(Problem to solve)
Among the records, which lines include "white"? List them.

(Data shown)
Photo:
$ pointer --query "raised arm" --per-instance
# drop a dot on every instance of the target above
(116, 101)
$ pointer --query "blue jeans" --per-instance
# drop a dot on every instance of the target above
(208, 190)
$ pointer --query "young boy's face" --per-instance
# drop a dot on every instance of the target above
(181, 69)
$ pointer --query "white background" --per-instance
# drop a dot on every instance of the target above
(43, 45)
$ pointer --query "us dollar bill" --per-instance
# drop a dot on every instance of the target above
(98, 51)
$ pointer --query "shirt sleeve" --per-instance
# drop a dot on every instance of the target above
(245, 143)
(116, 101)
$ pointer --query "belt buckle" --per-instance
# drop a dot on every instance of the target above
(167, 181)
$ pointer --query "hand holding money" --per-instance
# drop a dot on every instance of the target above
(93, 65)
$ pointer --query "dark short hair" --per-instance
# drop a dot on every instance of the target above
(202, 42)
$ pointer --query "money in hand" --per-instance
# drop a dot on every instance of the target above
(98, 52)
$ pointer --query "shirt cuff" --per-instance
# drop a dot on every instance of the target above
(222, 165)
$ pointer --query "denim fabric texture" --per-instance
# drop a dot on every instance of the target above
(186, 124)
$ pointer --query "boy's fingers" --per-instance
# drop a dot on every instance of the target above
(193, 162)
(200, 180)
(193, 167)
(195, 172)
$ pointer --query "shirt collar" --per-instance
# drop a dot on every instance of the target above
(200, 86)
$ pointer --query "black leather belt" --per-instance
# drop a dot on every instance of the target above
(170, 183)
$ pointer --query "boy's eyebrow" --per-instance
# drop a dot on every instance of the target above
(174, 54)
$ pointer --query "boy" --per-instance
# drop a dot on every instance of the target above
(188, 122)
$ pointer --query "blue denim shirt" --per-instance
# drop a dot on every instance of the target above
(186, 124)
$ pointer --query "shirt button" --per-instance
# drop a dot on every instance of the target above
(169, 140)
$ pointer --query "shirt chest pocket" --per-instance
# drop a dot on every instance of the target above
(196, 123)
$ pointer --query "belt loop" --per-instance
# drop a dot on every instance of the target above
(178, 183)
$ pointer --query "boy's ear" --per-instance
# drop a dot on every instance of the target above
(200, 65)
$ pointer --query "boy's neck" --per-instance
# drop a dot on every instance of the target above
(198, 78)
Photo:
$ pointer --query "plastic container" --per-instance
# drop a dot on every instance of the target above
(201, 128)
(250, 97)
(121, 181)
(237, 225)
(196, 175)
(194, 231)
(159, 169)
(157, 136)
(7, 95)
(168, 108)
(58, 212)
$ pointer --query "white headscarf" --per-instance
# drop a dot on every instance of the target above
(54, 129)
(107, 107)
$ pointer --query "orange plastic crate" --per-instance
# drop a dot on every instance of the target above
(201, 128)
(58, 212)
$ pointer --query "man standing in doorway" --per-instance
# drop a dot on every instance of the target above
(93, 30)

==

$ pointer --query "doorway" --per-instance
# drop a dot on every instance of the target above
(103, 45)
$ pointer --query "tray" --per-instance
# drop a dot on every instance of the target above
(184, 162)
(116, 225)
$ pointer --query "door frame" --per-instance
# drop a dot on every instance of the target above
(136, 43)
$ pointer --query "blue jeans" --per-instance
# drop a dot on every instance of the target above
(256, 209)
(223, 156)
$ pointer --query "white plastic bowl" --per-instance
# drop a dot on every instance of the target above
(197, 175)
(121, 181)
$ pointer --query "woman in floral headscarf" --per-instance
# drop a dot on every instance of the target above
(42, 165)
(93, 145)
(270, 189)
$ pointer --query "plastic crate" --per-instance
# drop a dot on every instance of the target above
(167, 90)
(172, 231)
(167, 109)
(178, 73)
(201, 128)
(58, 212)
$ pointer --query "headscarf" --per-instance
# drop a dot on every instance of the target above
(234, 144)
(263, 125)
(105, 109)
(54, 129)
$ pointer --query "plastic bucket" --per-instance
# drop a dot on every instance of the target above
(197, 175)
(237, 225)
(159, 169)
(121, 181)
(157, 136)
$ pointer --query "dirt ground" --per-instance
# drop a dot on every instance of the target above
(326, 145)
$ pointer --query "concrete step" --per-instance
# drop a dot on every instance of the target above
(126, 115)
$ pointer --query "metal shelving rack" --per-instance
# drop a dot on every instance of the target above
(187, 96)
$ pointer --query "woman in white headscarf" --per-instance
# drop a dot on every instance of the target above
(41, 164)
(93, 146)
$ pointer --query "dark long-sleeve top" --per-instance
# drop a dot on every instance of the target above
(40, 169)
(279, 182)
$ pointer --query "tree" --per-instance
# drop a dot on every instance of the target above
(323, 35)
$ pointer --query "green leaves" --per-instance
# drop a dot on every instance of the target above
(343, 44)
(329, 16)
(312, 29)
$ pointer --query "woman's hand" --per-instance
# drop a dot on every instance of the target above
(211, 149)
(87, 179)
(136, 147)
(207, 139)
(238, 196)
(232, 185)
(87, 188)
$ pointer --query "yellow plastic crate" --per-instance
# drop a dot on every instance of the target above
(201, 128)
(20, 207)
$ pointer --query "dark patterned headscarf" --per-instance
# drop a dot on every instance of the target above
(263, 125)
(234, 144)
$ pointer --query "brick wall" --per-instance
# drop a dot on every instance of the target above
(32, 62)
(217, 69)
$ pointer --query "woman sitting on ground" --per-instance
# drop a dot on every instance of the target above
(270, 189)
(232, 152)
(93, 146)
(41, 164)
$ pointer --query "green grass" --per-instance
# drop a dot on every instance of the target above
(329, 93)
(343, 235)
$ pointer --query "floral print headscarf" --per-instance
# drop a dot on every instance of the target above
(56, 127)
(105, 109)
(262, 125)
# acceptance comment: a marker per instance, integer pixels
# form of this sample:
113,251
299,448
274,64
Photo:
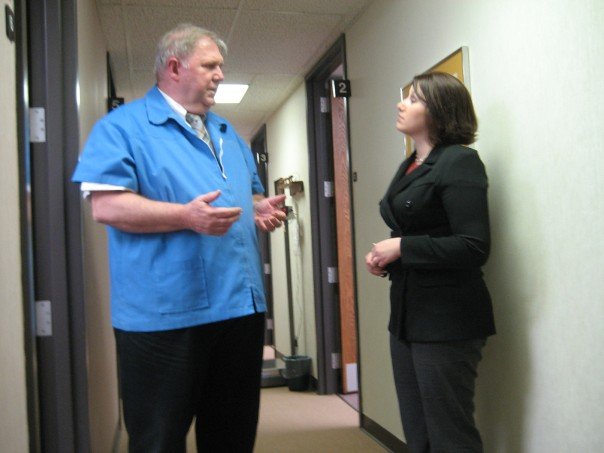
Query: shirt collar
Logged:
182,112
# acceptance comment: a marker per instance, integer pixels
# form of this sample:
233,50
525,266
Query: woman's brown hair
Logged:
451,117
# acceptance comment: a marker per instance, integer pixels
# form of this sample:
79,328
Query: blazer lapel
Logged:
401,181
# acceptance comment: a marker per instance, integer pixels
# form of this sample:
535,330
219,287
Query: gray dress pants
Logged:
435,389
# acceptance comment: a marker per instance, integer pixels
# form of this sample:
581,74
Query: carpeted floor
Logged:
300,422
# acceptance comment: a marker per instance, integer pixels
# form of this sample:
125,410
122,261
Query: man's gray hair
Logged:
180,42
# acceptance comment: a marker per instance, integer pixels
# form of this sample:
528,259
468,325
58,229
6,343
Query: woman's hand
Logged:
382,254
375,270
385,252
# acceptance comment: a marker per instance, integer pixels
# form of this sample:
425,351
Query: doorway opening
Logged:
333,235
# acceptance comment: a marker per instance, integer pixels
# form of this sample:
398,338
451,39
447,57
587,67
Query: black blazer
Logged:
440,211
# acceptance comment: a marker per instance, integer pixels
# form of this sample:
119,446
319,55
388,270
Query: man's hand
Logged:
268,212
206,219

(Solution to this exercise)
$ pointer --query "white background" --per-instance
$ pointer --query "white headscarf" --per-instance
$ pointer --query "white plastic bowl" --per-instance
$ pointer --query "woman in white headscarf" --per-instance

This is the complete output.